- _LES CONSIGNES_
a: Quelle charge occupait le père du poète d'après l'extrait sur La Fontaine ?
b: Reprenez, s'il vous plaît, l'extrait sur La Fontaine à la suite de sa dernière phrase.

Poète français, considéré comme le plus grand fabuliste de l’époque classique.
Est-ce le plus grand poète français ou le plus français de nos grands poètes ? La célébrité de Jean de La Fontaine – indéniable – occulte souvent d'irritantes questions qu'on retrouve en filigrane, d'une époque à l'autre, dans les innombrables études qui lui sont consacrées.
Par exemple, celles-ci : doit-il sa gloire à l'habitude que nous avons prise d'utiliser ses fables à l'école ou s'agit-il d'un malentendu nous cachant sa vraie grandeur, qu'il faut chercher dans la « poésie pure » ? Est-ce un professeur d'opportunisme ou même d'immoralité politique, comme l'ont affirmé tour à tour Rousseau, Lamartine, Breton ou Eluard, ou un opposant courageux qui s'est dressé contre l'instauration de l'absolutisme ?
Faut-il regretter avec Valéry qu'il n'ait pas écrit deux ou trois fables de plus au lieu de ses contes à l'« érotisme glacé » ?
Les douze livres de ses Fables ne sont-ils qu'un polypier de poèmes capricieusement accrochés les uns aux autres ou s'agit-il d'un jardin aux itinéraires soigneusement ménagés, comme ces bosquets à secrets que Le Nôtre dessinait à la même époque ?
Comment se fait-il enfin que le mot inimitable revienne si souvent pour caractériser le ton de La Fontaine alors que la plus grande partie de son œuvre est composée – au sens exact du mot – d'imitations ?
Son enfance
Les parents de La Fontaine sont des bourgeois aisés : sa mère est veuve d'un négociant de Coulommiers, son père maître des Eaux et Forêts à Château-Thierry.
L'atmosphère familiale est perturbée par des problèmes d'intérêt qui se retrouveront tout au long de la vie du poète. L'enfant semble avoir été élevé par deux mères, la vraie, qui a trente-neuf ans à sa naissance, et une charmante demi-sœur de huit ans.
Image double de la femme qui réapparaîtra souvent dans ses rêveries.
Fut-il, comme le prétend une tradition tenace, un adolescent lourdaud, grand dormeur, indolent, voire paresseux et viveur ?

- _ENTRÉES EXTRAITES_
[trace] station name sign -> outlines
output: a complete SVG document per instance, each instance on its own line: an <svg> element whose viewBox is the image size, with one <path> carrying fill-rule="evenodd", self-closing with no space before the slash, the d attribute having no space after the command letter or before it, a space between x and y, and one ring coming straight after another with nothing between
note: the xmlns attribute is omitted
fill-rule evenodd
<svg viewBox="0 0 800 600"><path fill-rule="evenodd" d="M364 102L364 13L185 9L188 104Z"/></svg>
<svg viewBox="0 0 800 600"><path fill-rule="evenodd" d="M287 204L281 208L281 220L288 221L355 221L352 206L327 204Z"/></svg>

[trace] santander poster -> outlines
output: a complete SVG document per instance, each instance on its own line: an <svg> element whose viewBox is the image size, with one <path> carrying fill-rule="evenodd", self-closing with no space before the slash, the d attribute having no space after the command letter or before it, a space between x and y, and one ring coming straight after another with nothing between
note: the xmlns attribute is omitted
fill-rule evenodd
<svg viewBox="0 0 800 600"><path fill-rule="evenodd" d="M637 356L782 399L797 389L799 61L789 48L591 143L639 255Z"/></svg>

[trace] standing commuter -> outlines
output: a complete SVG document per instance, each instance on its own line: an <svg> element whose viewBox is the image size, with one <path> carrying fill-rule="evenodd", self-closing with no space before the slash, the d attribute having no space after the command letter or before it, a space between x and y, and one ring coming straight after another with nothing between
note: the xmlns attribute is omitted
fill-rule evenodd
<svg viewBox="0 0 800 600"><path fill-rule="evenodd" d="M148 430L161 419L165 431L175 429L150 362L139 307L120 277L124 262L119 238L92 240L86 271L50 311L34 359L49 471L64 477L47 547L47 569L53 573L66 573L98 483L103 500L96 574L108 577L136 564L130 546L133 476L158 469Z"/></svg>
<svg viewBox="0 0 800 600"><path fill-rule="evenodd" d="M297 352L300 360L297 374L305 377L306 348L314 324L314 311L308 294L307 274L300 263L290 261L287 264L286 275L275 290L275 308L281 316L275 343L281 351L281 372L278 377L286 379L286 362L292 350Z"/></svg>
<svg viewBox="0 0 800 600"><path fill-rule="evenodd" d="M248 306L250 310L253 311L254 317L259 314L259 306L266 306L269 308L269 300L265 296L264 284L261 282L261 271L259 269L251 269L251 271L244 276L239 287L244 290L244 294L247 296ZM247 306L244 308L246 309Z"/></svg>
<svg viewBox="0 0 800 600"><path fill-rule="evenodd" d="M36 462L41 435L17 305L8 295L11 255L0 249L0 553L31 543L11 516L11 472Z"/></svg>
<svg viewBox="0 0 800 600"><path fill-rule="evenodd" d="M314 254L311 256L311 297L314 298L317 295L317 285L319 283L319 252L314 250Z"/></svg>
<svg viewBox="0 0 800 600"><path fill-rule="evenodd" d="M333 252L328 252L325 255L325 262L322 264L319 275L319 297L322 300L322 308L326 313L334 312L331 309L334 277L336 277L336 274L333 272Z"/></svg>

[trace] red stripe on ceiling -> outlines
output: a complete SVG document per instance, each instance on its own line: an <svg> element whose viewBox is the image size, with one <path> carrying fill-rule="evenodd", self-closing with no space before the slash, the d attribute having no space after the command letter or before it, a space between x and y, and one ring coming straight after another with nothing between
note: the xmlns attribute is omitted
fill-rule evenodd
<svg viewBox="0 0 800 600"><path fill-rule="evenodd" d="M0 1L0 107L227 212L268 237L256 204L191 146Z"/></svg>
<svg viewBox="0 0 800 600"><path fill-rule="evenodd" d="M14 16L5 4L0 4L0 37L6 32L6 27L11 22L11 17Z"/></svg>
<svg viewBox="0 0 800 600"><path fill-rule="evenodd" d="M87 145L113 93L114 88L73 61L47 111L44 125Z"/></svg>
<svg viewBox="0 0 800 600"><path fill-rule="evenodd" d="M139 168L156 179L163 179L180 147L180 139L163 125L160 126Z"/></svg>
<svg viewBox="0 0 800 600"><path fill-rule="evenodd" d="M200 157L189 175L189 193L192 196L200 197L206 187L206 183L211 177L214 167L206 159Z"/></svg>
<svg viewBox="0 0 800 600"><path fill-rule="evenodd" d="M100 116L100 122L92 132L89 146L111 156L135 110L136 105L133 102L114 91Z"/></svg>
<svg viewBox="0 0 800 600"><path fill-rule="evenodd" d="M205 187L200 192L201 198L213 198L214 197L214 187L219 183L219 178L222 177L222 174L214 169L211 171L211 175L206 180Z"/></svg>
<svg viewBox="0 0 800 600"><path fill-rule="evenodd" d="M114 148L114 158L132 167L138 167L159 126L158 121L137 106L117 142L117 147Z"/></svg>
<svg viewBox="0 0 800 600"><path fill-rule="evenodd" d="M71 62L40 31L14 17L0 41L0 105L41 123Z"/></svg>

- _RÉPONSES PAR CONSIGNE_
a: Il était maître des Eaux et Forêts à Château-Thierry.

b:
Passe pour l'indolence, puisqu'il l'avoue ; mais elle est associée à une curiosité d'esprit qui le sensibilise à tous les événements importants et à tous les grands courants de pensée de son époque.
Cette curiosité insatiable lui permet d'accumuler – et d'assimiler – une très vaste culture : les classiques latins, base de l'enseignement du temps, mais aussi les grecs, moins pratiqués : Homère, les Tragiques, Platon, dont il traduira un dialogue, les italiens (Boccace, Arioste, Tassoni), les espagnols.
Et, bien entendu, notre littérature : les vieux conteurs, avec une prédilection marquée pour Rabelais, et encore Marot, Honoré d'Urfé, les précieux, les burlesques, les théologiens, les philosophes.
Ce panorama de ses lectures, qui est aussi un aperçu de ses sources, serait bien incomplet s'il oubliait les signes d'intérêt de l'artiste pour les cultures « marginales » de son époque : les « emblèmes », imagerie commentée qui connaît un grand succès, aussi bien chez les mal-lisants que chez les amateurs de peinture peu fortunés ; les facéties de cabaret qu'on écrit en joyeuse compagnie, sur un coin de table ; les jeux de salon, portraits, devinettes, questions d'amour, etc., créations futiles et raffinées d'une société qui cherche à se définir ; et surtout la littérature orale, les récits.
Des débuts de poète-courtisan tôt compromis
Né à Château-Thierry, en Champagne le 7 Juillet 1621 , où son père exerce la charge de maître des Eaux et Forêts, La Fontaine passe toute son enfance dans cette province, milieu rural et champêtre dont son œuvre, dit-on, porte la marque.
Après avoir été un moment avocat, il s’installe à Paris, fréquente les salons littéraires et décide de se consacrer à la littérature.
Féru d’Antiquité - il se rangera aux côtés des Anciens lors de la querelle des Anciens et des Modernes -, il publie une comédie, l’Eunuque (1654), imitée de Térence, puis un poème héroïque, l’Adonis (1658), inspiré d’Ovide!; ce dernier poème lui vaut l’admiration et la protection du surintendant Fouquet, faveur empoisonnée puisqu’en 1661, alors que La Fontaine compose le Songe de Vaux, Fouquet est disgracié, arrêté et enfermé par le roi.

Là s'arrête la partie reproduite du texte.